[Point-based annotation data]
+++++

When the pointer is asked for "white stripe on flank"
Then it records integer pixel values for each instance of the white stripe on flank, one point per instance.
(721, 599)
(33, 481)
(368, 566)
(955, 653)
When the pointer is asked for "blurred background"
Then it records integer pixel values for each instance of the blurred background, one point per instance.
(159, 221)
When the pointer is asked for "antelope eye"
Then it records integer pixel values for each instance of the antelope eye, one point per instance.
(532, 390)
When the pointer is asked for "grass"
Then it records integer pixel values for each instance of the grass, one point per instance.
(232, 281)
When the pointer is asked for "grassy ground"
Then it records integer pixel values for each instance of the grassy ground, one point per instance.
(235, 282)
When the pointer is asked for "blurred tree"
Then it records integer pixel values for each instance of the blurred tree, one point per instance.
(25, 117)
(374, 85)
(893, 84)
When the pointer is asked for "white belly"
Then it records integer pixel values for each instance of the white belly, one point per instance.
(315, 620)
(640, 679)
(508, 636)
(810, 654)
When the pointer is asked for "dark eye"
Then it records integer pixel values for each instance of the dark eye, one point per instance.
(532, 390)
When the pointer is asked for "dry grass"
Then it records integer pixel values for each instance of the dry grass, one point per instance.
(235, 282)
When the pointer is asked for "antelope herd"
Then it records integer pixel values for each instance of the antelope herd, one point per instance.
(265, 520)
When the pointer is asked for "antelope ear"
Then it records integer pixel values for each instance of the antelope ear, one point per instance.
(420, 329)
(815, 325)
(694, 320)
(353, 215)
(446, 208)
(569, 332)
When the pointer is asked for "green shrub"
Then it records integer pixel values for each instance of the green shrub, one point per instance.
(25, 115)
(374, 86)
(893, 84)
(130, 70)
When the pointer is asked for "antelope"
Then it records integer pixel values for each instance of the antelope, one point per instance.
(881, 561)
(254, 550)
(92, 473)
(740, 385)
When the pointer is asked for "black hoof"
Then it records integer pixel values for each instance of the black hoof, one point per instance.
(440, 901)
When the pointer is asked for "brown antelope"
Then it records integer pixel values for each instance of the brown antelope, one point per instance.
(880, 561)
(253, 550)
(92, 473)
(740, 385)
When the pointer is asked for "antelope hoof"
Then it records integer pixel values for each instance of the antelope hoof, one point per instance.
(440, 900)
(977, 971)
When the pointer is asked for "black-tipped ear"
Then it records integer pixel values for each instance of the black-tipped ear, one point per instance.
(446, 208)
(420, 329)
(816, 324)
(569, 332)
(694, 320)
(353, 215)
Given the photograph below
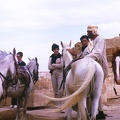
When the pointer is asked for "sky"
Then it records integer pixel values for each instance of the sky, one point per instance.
(32, 26)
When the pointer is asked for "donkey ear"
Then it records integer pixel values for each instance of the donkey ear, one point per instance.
(29, 59)
(70, 43)
(14, 51)
(36, 58)
(62, 44)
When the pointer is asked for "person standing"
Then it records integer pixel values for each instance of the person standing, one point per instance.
(55, 65)
(20, 62)
(98, 53)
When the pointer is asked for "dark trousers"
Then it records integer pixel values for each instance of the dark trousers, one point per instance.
(14, 101)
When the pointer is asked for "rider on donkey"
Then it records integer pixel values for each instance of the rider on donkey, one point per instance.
(20, 62)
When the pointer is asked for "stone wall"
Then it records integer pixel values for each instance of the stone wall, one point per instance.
(44, 83)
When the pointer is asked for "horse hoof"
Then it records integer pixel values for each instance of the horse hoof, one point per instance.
(100, 116)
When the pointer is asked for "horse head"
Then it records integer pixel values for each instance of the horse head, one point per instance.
(33, 67)
(8, 64)
(115, 66)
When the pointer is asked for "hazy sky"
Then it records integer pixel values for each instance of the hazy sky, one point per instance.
(32, 26)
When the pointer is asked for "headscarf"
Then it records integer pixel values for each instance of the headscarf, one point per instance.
(54, 46)
(93, 28)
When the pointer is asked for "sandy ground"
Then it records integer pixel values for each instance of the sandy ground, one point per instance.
(112, 111)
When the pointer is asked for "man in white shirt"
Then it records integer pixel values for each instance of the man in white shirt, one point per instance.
(98, 53)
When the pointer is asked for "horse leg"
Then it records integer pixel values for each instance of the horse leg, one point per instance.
(69, 109)
(98, 82)
(82, 108)
(18, 108)
(24, 108)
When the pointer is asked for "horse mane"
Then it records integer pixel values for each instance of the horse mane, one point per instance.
(115, 54)
(3, 54)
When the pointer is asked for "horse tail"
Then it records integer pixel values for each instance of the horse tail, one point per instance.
(77, 94)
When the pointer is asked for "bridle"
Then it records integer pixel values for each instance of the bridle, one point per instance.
(35, 74)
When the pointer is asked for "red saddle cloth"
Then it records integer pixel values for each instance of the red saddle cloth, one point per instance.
(23, 76)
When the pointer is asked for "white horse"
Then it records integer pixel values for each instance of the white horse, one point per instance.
(17, 90)
(78, 85)
(116, 66)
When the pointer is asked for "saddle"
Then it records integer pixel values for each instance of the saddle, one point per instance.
(23, 76)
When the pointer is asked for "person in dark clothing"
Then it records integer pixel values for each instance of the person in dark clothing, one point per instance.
(20, 63)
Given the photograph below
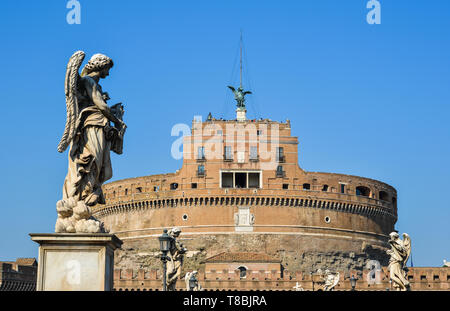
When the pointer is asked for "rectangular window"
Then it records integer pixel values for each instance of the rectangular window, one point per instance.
(241, 156)
(227, 180)
(201, 153)
(253, 180)
(227, 153)
(253, 152)
(280, 172)
(201, 170)
(240, 180)
(280, 154)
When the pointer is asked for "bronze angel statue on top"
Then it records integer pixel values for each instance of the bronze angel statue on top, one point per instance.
(399, 252)
(239, 95)
(92, 130)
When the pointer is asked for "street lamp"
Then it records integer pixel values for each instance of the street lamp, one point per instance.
(353, 282)
(192, 283)
(164, 245)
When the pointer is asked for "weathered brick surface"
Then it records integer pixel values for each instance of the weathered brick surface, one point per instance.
(306, 229)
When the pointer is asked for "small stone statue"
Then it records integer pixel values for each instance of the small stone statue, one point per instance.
(91, 136)
(239, 95)
(399, 252)
(175, 259)
(192, 276)
(331, 280)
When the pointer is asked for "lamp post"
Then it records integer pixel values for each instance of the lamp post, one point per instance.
(353, 282)
(164, 245)
(192, 283)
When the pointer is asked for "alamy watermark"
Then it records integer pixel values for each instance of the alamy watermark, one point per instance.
(74, 14)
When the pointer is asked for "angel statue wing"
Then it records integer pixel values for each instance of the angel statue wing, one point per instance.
(406, 247)
(71, 91)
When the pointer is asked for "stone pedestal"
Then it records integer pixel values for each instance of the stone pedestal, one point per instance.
(75, 261)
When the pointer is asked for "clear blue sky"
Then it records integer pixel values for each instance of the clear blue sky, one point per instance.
(367, 100)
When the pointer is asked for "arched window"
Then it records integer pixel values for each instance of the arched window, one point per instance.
(384, 196)
(363, 191)
(242, 272)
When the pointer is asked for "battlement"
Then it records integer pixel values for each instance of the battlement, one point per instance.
(421, 278)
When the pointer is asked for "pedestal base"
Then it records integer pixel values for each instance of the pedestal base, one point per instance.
(75, 261)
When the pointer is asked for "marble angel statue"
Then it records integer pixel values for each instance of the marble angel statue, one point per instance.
(399, 252)
(175, 259)
(92, 130)
(331, 280)
(192, 276)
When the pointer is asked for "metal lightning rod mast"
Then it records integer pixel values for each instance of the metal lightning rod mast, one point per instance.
(241, 59)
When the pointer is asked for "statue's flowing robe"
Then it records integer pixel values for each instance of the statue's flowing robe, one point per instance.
(89, 155)
(396, 272)
(174, 264)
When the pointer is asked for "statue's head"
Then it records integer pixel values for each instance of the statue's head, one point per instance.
(98, 63)
(394, 235)
(175, 232)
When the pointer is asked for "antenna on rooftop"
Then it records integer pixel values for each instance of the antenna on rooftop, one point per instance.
(239, 94)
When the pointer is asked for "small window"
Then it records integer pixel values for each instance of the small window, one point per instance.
(363, 191)
(253, 152)
(227, 153)
(280, 172)
(384, 196)
(201, 153)
(201, 170)
(280, 154)
(253, 180)
(227, 180)
(240, 180)
(242, 272)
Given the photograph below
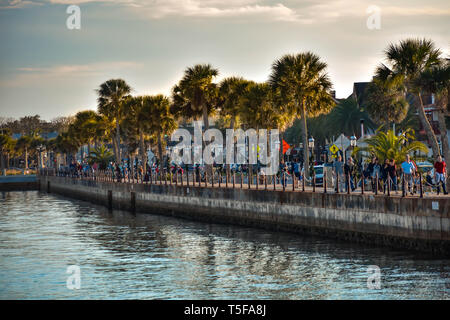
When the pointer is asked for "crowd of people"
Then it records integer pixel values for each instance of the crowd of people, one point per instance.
(346, 174)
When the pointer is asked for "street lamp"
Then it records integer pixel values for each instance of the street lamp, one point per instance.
(40, 148)
(311, 143)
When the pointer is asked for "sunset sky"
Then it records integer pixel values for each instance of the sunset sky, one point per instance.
(47, 69)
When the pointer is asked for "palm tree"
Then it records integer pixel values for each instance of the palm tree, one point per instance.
(111, 96)
(160, 121)
(23, 146)
(6, 147)
(100, 155)
(437, 81)
(385, 102)
(135, 125)
(409, 59)
(302, 89)
(195, 94)
(345, 118)
(387, 145)
(87, 124)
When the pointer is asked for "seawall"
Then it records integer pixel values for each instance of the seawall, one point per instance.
(19, 183)
(413, 223)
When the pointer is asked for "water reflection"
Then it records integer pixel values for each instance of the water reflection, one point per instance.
(145, 256)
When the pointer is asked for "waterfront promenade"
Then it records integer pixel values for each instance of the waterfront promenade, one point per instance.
(405, 222)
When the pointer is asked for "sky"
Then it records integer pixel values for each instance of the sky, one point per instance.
(51, 70)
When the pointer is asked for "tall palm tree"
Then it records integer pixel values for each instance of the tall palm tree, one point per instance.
(87, 124)
(387, 145)
(231, 91)
(161, 121)
(111, 96)
(100, 155)
(6, 147)
(345, 118)
(23, 146)
(302, 85)
(408, 59)
(437, 81)
(385, 102)
(195, 94)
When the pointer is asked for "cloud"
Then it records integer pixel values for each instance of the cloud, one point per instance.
(29, 75)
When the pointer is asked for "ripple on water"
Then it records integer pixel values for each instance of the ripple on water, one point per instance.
(143, 256)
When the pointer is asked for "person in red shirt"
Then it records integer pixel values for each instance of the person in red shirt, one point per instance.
(440, 174)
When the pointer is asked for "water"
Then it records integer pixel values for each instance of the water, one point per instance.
(143, 256)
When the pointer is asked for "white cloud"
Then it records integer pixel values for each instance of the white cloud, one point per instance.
(29, 75)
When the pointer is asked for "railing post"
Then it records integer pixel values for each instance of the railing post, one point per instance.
(421, 185)
(293, 181)
(348, 182)
(403, 186)
(314, 181)
(362, 183)
(257, 181)
(234, 178)
(376, 183)
(388, 186)
(337, 182)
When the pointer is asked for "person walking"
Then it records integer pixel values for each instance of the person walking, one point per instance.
(349, 168)
(392, 173)
(408, 169)
(440, 175)
(338, 171)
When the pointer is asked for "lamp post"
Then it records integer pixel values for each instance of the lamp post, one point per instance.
(311, 146)
(40, 148)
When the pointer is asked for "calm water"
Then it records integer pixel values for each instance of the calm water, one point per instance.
(143, 256)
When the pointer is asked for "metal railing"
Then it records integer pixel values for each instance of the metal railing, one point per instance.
(285, 182)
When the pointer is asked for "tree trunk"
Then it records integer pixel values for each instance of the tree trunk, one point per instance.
(161, 166)
(142, 151)
(305, 141)
(118, 140)
(444, 141)
(26, 158)
(115, 149)
(427, 127)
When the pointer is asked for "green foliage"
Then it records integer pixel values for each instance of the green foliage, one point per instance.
(387, 145)
(102, 156)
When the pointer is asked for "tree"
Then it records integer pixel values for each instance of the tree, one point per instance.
(111, 96)
(231, 91)
(409, 59)
(87, 124)
(195, 94)
(161, 121)
(345, 118)
(386, 102)
(6, 147)
(387, 145)
(23, 146)
(302, 86)
(100, 155)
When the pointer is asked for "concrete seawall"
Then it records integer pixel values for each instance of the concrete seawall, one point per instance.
(19, 183)
(412, 223)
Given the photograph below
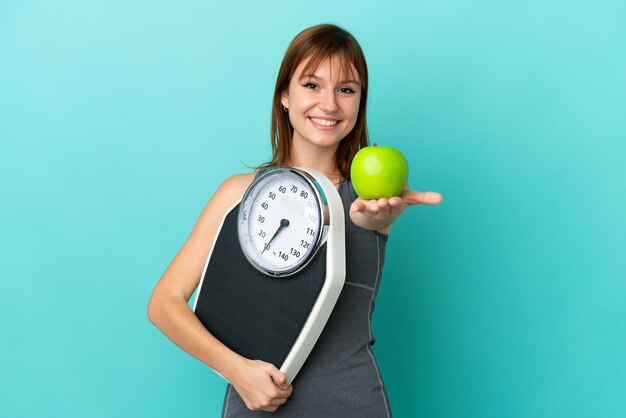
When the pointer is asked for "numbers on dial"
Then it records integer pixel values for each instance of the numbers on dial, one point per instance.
(282, 214)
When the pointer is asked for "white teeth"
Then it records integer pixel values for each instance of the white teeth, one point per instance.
(324, 122)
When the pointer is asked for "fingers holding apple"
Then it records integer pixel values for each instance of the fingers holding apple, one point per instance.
(379, 176)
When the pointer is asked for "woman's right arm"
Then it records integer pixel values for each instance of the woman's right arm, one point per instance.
(261, 385)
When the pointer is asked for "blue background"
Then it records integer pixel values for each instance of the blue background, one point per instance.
(119, 119)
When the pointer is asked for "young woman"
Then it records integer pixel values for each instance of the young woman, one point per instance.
(318, 121)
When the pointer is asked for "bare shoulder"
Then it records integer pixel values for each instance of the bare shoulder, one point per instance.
(233, 188)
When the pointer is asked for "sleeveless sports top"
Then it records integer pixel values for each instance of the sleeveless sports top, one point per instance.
(340, 378)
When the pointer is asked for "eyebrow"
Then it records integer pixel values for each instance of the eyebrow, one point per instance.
(318, 78)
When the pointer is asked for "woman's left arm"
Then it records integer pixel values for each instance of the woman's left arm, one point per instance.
(378, 215)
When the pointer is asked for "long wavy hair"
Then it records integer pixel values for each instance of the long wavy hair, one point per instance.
(316, 44)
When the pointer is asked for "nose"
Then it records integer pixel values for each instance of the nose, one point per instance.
(328, 102)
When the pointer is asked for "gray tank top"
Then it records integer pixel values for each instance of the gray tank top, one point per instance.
(340, 377)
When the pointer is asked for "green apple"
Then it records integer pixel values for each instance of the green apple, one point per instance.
(378, 172)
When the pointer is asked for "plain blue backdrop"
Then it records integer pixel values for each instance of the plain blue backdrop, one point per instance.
(119, 119)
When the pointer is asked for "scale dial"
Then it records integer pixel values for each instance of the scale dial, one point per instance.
(281, 220)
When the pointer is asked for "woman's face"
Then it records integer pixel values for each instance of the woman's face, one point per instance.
(323, 106)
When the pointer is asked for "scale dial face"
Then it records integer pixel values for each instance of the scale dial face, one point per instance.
(281, 220)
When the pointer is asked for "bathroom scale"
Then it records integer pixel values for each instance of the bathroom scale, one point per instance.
(276, 268)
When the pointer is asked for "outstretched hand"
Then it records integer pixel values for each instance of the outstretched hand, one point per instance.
(379, 214)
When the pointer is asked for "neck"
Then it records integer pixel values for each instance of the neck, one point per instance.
(319, 158)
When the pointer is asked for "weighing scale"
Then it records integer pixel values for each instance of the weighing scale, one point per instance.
(276, 268)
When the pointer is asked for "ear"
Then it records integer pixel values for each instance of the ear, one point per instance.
(284, 98)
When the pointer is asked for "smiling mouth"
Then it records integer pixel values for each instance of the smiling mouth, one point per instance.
(324, 122)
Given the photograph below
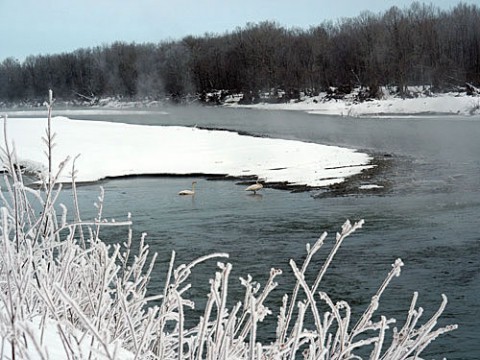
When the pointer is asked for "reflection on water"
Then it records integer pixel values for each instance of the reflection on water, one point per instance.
(428, 216)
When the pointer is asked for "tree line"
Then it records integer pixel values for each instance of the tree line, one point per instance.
(418, 45)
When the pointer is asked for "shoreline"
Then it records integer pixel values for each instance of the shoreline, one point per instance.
(419, 104)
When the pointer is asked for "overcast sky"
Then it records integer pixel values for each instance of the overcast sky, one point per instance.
(34, 27)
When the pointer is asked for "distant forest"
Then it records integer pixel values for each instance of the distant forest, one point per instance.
(419, 45)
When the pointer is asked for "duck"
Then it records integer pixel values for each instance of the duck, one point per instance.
(189, 192)
(255, 187)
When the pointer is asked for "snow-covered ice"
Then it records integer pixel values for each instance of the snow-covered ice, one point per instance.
(115, 149)
(391, 106)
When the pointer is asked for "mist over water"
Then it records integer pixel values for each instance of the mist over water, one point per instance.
(427, 214)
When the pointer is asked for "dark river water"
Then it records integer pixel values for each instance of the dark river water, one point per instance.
(427, 214)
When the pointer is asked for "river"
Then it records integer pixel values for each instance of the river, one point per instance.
(427, 213)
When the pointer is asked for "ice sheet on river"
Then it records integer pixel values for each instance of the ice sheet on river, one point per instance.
(115, 149)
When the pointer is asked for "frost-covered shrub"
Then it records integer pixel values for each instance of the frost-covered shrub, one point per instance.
(65, 294)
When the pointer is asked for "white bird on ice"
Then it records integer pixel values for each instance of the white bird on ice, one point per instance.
(255, 187)
(189, 192)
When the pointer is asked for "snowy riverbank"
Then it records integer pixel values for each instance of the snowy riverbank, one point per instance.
(389, 106)
(115, 149)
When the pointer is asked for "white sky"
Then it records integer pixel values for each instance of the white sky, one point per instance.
(33, 27)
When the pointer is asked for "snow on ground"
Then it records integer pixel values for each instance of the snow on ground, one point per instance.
(115, 149)
(448, 103)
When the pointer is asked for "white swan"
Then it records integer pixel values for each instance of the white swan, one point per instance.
(189, 192)
(255, 187)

+++++

Problem requirements: Gather every line in the rows above that contains the string "standing". Matching is case-sensitive.

Solved problem:
When the pointer is asked for "person standing"
Then it records integer pixel values for each instance of the person standing, one point per instance.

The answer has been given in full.